Items listed in a dataset:
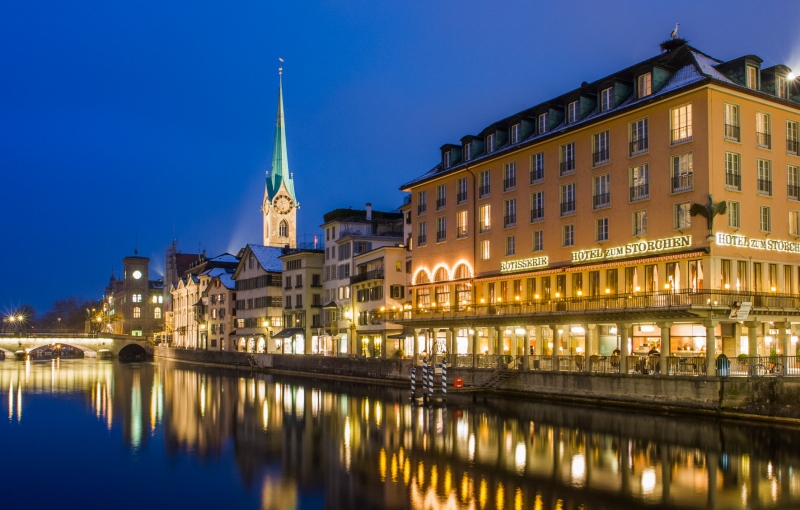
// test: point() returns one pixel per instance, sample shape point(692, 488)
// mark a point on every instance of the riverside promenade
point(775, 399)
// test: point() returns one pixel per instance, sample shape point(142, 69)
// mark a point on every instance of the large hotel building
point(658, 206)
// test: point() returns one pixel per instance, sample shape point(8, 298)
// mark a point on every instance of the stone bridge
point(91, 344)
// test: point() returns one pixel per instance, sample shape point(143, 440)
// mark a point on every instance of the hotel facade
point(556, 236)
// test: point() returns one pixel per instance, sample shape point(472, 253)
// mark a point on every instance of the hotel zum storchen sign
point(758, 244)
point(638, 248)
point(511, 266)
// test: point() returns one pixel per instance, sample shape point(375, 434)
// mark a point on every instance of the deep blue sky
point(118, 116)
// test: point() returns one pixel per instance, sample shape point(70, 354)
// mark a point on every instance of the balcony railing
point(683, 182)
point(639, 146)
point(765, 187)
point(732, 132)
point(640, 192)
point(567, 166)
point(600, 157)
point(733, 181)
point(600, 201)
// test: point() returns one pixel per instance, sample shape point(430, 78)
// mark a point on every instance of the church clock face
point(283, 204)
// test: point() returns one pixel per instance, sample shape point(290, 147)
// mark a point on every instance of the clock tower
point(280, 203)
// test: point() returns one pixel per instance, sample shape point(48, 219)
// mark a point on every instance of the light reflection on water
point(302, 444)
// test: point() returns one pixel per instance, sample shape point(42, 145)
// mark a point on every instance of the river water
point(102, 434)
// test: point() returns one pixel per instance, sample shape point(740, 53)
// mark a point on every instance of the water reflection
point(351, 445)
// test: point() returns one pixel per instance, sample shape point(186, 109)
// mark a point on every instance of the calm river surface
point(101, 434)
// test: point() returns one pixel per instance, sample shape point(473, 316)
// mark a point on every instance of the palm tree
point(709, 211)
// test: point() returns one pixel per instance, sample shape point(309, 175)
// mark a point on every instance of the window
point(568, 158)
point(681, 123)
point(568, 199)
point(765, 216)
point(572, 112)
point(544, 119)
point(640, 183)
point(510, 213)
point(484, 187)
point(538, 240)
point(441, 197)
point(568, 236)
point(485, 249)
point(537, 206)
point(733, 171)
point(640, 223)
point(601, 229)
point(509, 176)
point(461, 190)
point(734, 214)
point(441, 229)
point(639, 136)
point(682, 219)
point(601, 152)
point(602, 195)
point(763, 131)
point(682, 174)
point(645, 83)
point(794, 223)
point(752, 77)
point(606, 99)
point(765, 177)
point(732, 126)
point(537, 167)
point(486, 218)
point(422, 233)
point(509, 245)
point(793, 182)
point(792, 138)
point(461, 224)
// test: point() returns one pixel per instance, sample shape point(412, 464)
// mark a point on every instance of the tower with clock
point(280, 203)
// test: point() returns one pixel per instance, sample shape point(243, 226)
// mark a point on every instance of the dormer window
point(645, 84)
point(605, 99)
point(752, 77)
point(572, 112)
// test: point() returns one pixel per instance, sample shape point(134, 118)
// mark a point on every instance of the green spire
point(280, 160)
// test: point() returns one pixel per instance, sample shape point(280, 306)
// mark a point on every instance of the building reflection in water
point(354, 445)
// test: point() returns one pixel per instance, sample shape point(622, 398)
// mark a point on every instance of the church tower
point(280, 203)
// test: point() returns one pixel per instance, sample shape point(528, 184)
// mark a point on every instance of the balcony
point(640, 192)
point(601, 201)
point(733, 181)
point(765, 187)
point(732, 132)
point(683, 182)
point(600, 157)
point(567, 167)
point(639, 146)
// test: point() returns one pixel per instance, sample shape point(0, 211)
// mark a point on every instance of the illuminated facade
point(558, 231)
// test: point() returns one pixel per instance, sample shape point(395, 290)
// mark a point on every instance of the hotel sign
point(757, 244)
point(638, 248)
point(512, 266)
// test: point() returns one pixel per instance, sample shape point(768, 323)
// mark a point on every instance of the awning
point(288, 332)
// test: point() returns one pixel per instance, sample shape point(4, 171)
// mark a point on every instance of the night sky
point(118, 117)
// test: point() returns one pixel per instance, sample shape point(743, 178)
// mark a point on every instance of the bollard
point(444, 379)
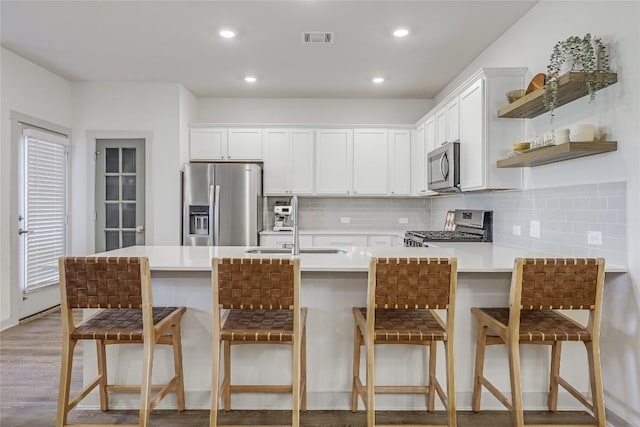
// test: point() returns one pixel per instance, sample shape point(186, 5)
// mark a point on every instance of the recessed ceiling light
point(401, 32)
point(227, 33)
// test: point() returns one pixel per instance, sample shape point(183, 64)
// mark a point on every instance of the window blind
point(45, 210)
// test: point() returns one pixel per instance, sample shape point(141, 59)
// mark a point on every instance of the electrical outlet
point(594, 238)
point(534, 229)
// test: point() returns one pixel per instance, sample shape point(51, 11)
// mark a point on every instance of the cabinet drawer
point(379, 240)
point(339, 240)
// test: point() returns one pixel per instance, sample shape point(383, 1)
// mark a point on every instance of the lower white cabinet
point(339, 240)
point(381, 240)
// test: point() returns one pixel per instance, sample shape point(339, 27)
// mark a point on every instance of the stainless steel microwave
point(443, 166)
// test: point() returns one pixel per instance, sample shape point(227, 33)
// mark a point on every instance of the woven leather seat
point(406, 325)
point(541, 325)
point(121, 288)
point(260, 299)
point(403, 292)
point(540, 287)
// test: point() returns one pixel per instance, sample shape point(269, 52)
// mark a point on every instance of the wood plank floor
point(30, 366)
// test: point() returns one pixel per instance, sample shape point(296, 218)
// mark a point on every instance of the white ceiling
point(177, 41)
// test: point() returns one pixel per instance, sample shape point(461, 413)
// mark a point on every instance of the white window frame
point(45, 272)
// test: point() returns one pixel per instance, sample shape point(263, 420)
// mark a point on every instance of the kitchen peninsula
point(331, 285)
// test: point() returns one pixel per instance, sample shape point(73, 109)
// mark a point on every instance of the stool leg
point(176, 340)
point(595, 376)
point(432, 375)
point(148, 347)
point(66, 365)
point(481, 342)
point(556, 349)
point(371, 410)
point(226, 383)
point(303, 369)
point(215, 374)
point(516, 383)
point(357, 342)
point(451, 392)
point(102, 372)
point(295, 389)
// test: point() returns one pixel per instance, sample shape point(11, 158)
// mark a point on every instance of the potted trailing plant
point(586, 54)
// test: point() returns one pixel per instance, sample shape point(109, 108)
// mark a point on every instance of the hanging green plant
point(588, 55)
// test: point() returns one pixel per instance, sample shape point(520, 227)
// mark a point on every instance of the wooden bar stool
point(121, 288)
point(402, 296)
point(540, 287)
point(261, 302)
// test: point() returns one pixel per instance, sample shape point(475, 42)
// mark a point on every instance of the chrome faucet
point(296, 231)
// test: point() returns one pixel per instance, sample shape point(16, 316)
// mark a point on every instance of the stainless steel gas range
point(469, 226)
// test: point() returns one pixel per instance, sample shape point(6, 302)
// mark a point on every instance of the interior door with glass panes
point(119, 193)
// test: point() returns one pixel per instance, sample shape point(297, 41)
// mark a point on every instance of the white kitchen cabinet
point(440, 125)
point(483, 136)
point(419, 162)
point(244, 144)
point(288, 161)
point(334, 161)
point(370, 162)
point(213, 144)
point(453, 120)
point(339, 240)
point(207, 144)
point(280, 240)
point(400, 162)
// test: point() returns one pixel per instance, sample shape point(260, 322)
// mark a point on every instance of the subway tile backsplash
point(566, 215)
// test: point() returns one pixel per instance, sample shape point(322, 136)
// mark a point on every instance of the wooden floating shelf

Exercise directions
Reproduce every line of the data above verbatim, leaving the pictures out.

Written response
// test: point() returns one pixel per instance, sample shape point(692, 488)
// mark a point on every instance of the riverside promenade
point(775, 399)
// test: point() returns one pixel per instance, sample shape point(142, 69)
// mark a point on every instance of the large hotel building
point(658, 206)
// test: point() returns one pixel per instance, sample shape point(8, 298)
// mark a point on every instance of the stone bridge
point(91, 344)
// test: point() returns one pixel per instance, sample shape point(143, 440)
// mark a point on every instance of the hotel facade
point(556, 236)
// test: point() returns one pixel per instance, sample shape point(472, 253)
// mark a point on every instance of the hotel zum storchen sign
point(758, 244)
point(638, 248)
point(511, 266)
// test: point() returns one pixel per instance, sample shape point(375, 434)
// mark a point on every instance of the deep blue sky
point(118, 116)
// test: point() returns one pixel per instance, sample shape point(70, 354)
// mark a point on every instance of the balcony railing
point(683, 182)
point(639, 146)
point(765, 187)
point(732, 132)
point(640, 192)
point(567, 166)
point(600, 157)
point(733, 181)
point(600, 201)
// test: point() returns one pixel per instance, sample shape point(430, 78)
// mark a point on every instance of the church clock face
point(283, 204)
// test: point() returns one pixel per instance, sample shape point(290, 147)
// mark a point on every instance of the clock tower
point(280, 203)
// test: point() returns one pixel per instance, sample shape point(48, 219)
// mark a point on every instance of the light reflection on water
point(302, 444)
// test: point() returns one pixel per instance, sample shape point(42, 145)
// mark a point on every instance of the river water
point(102, 434)
// test: point() returns one pixel per instance, sample shape point(740, 53)
// mark a point on every instance of the water reflection
point(351, 445)
// test: point() returns one pixel per instance, sample shape point(186, 109)
// mark a point on every instance of the calm river surface
point(101, 434)
// test: point() returns one pixel per instance, sample shape point(473, 316)
// mark a point on every instance of the palm tree
point(709, 211)
// test: point() returns one pixel per instance, sample shape point(309, 175)
// mark a point on every instance of the window
point(568, 158)
point(681, 123)
point(568, 199)
point(765, 216)
point(572, 112)
point(544, 119)
point(640, 183)
point(510, 213)
point(484, 187)
point(538, 240)
point(441, 197)
point(568, 236)
point(485, 249)
point(537, 206)
point(733, 171)
point(640, 223)
point(601, 229)
point(509, 176)
point(461, 190)
point(734, 214)
point(441, 229)
point(639, 136)
point(682, 219)
point(601, 152)
point(602, 195)
point(763, 131)
point(682, 174)
point(645, 83)
point(794, 223)
point(752, 77)
point(606, 99)
point(765, 177)
point(732, 126)
point(537, 167)
point(486, 218)
point(422, 233)
point(509, 245)
point(793, 182)
point(792, 138)
point(461, 224)
// test: point() returns one pixel per instance, sample shape point(412, 464)
// mark a point on every instance of the tower with clock
point(280, 203)
// test: point() returns one pixel per instance, sample shape point(243, 226)
// mark a point on every instance of the dormer window
point(645, 84)
point(605, 99)
point(752, 77)
point(572, 112)
// test: point() returns one pixel per instance, sample shape point(134, 118)
// mark a point on every instance of the green spire
point(280, 160)
// test: point() returns one pixel per instance, sample shape point(280, 306)
// mark a point on every instance of the building reflection in water
point(354, 445)
// test: point() returns one pixel per instance, sample shape point(622, 398)
// mark a point on every instance of the church tower
point(280, 203)
// test: point() returns one pixel per instance, sample shape point(528, 184)
// mark a point on every instance of the balcony
point(640, 192)
point(601, 201)
point(733, 181)
point(765, 187)
point(732, 132)
point(683, 182)
point(600, 157)
point(567, 167)
point(639, 146)
// test: point() returns one pixel per instance, sample shape point(0, 211)
// mark a point on every instance of the illuminated facade
point(558, 231)
// test: point() returns one pixel per instance, sample shape point(395, 290)
// mark a point on every instance of the hotel sign
point(757, 244)
point(638, 248)
point(512, 266)
// test: point() returns one pixel per instance, sample shape point(768, 323)
// mark a point on every instance of the awning
point(288, 332)
// test: point() returns one pixel per instance, sample shape point(4, 171)
// mark a point on every instance of the night sky
point(118, 117)
// test: point() returns one pixel per instance, sample shape point(743, 178)
// mark a point on every instance of the bollard
point(444, 379)
// test: point() returns one pixel per instance, sample shape point(186, 5)
// mark a point on every instance of the recessed ceiling light
point(401, 32)
point(227, 33)
// test: point() returns one pixel per instance, sample shape point(183, 64)
// mark a point on every instance of the window blind
point(45, 210)
// test: point() returns one pixel per instance, sample shape point(141, 59)
// mark a point on every instance of the electrical outlet
point(594, 238)
point(534, 229)
// test: point() returns one pixel per instance, sample shape point(51, 11)
// mark a point on every instance of the cabinet drawer
point(379, 240)
point(339, 240)
// test: point() returns one pixel per instance, sample shape point(383, 1)
// mark a point on every instance of the lower white cabinet
point(339, 240)
point(381, 240)
// test: point() returns one pixel per instance, sample shape point(339, 27)
// mark a point on every instance of the stainless steel microwave
point(443, 166)
// test: point() returns one pixel per instance, sample shape point(227, 33)
// mark a point on every instance of the woven leather seat
point(406, 325)
point(541, 325)
point(121, 288)
point(260, 299)
point(403, 292)
point(540, 287)
// test: point() returns one pixel per instance, sample shape point(269, 52)
// mark a point on every instance of the wood plank floor
point(30, 366)
// test: point() returns one pixel per instance, sample shape point(296, 218)
// mark a point on every instance of the white ceiling
point(177, 41)
// test: point() returns one pixel per instance, sample shape point(461, 413)
// mark a point on every instance of the white window frame
point(45, 272)
// test: point() returns one pixel per instance, sample shape point(263, 420)
// mark a point on every instance of the kitchen peninsula
point(331, 285)
// test: point() returns one pixel per instance, sample shape point(73, 109)
// mark a point on every instance of the stool leg
point(176, 340)
point(595, 376)
point(432, 375)
point(148, 347)
point(66, 365)
point(481, 342)
point(556, 349)
point(371, 410)
point(226, 383)
point(303, 369)
point(215, 374)
point(516, 383)
point(357, 342)
point(451, 392)
point(102, 372)
point(295, 389)
// test: point() returns one pixel per instance, sample shape point(11, 158)
// mark a point on every instance of the potted trailing plant
point(586, 54)
// test: point() returns one pixel per instance, sample shape point(109, 108)
// mark a point on every instance of the hanging green plant
point(588, 55)
// test: point() returns one pixel per instance, sample shape point(520, 227)
// mark a point on every instance of the wooden bar stool
point(121, 288)
point(402, 296)
point(540, 287)
point(261, 302)
// test: point() returns one pixel per instance, sample shape point(475, 42)
// mark a point on every instance of the chrome faucet
point(296, 231)
// test: point() returns one pixel per instance, sample shape point(16, 316)
// mark a point on every instance of the stainless steel gas range
point(469, 226)
// test: point() returns one pixel per instance, sample shape point(6, 302)
// mark a point on every instance of the interior door with glass panes
point(119, 193)
// test: point() returns one pixel per instance, sample shape point(297, 41)
// mark a point on every instance of the white kitchen cabinet
point(440, 125)
point(483, 136)
point(419, 162)
point(244, 144)
point(288, 161)
point(334, 161)
point(370, 162)
point(213, 144)
point(453, 120)
point(339, 240)
point(207, 144)
point(280, 240)
point(400, 162)
// test: point() returns one pixel per instance, sample shape point(260, 322)
// mark a point on every instance of the subway tile backsplash
point(566, 215)
// test: point() returns one pixel per instance, sample shape point(322, 136)
// mark a point on every instance of the wooden floating shelf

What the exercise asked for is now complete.